Given passage:
- Born: 1825 Boston, Massachusetts
- Died: 1859 (aged 33-34) Chicago, Illinois
- Spouse: Sophia Harrison Mifflin ​ ​(m. 1849)​
- Children: 5
- Parent(s): William Howard Gardiner Caroline Perkins
- Relatives: John Perkins Cushing (uncle) John Sylvester John Gardiner (grandfather) Thomas Handasyd Perkins (grandfather)

= Edward Gardiner =

American architect

Edward Gardiner (1825–1859) was an American civil engineer and architect. He co-founded the American Society of Civil Engineers and Architects and served as its first vice president. Five years later, he became one of the 13 founders of the American Institute of Architects.

==Early life==
Gardiner was born in 1825 in Boston, Massachusetts. He was the second son of William Howard Gardiner (1797–1880) and Caroline Perkins (1800–1867). His father was a prominent Boston lawyer.

His paternal grandfather was Rev. John Sylvester John Gardiner (1765–1830) and his maternal grandfather was slave-trader Thomas Handasyd Perkins, in 1823.

==Career==
Gardiner co-founded the American Society of Civil Engineers and Architects and served as its first vice president. Five years later in 1857, he was one of the 13 founders, along with Richard Upjohn and Richard Morris Hunt, of the American Institute of Architects.

Gardiner was known for his debate with Henry C. Dudley over the issue of architectural competitions.

Work instruction 1:
Change "debate" to "dispute" in the Edward Gardiner passage between "His paternal grandfather" and "of architectural competitions.", inclusive, and write out that stretch.
Work instruction 2:
Go on with the biography of Edward Gardiner, starting after its final sentence.

[Referring expression data]
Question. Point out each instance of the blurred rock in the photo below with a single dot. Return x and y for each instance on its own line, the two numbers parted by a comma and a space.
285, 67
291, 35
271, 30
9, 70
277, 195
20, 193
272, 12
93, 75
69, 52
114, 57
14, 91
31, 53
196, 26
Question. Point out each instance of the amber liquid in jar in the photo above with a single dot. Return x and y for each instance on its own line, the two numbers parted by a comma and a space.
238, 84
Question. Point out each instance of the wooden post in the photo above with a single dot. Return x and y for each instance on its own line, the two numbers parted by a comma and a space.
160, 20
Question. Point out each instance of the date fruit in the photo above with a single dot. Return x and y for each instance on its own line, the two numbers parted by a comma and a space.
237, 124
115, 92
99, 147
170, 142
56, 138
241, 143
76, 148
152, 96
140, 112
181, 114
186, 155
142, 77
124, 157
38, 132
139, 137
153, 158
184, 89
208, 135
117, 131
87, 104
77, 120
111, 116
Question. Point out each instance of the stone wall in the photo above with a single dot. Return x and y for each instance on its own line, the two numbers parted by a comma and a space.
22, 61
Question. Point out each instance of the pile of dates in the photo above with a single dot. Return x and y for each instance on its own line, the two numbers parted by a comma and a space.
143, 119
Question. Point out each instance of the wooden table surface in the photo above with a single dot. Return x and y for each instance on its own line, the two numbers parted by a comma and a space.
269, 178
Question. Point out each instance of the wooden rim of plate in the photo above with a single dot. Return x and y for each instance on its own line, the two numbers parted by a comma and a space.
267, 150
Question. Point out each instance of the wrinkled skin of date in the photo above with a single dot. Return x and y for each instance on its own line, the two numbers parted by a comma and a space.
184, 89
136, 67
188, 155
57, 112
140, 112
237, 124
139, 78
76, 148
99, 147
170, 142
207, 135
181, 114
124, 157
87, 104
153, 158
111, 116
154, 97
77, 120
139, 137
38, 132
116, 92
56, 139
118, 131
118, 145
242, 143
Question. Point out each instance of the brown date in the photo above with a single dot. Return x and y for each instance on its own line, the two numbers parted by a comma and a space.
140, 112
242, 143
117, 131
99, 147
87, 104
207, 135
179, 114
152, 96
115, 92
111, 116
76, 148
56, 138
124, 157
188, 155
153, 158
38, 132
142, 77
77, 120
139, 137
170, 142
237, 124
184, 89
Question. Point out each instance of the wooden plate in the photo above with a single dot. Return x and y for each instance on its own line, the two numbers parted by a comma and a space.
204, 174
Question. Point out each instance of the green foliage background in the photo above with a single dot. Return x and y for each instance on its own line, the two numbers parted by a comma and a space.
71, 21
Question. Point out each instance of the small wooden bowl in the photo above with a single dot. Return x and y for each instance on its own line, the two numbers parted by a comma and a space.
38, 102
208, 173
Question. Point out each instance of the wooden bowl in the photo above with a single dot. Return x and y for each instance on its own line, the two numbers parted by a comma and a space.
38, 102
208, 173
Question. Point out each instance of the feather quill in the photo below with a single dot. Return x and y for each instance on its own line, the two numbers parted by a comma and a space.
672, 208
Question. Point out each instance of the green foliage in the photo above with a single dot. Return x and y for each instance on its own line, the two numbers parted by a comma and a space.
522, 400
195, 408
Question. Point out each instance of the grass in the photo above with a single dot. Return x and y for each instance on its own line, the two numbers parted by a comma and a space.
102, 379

Exercise response 1:
His paternal grandfather was Rev. John Sylvester John Gardiner (1765–1830) and his maternal grandfather was slave-trader Thomas Handasyd Perkins, in 1823.

==Career==
Gardiner co-founded the American Society of Civil Engineers and Architects and served as its first vice president. Five years later in 1857, he was one of the 13 founders, along with Richard Upjohn and Richard Morris Hunt, of the American Institute of Architects.

Gardiner was known for his dispute with Henry C. Dudley over the issue of architectural competitions.

Exercise response 2:
==Personal life==
In 1849, he married Sophia Harrison Mifflin (1822–1889), the daughter of Samuel and Elizabeth (née Davis) Mifflin, all of Philadelphia. Together, they lived in New Rochelle, New York and were the parents of five children, including:

- William Howard Gardiner (1851–1906), married Helena Lawrence Baird (1852–1925) in 1873, with whom he had three children. In 1890, he married Tita Butler, daughter of Joseph Butler of Castle Rhebbin, in Kildare, Ireland, and granddaughter of the last Duke of Ormond and Lord de Courcy, of Kingsale.
- Eugenia Gardiner.
- Edward Gardiner II (1854–1907), a biologist who married Jane G. Hooper, daughter of Nathaniel Hooper, on April 6, 1895.
- Elizabeth Gardiner (1856–1937), a prominent social reformer who married Glendower Evans (d. 1886), a Harvard Law School educated lawyer who entered the practice of Oliver Wendell Holmes Jr., in 1882.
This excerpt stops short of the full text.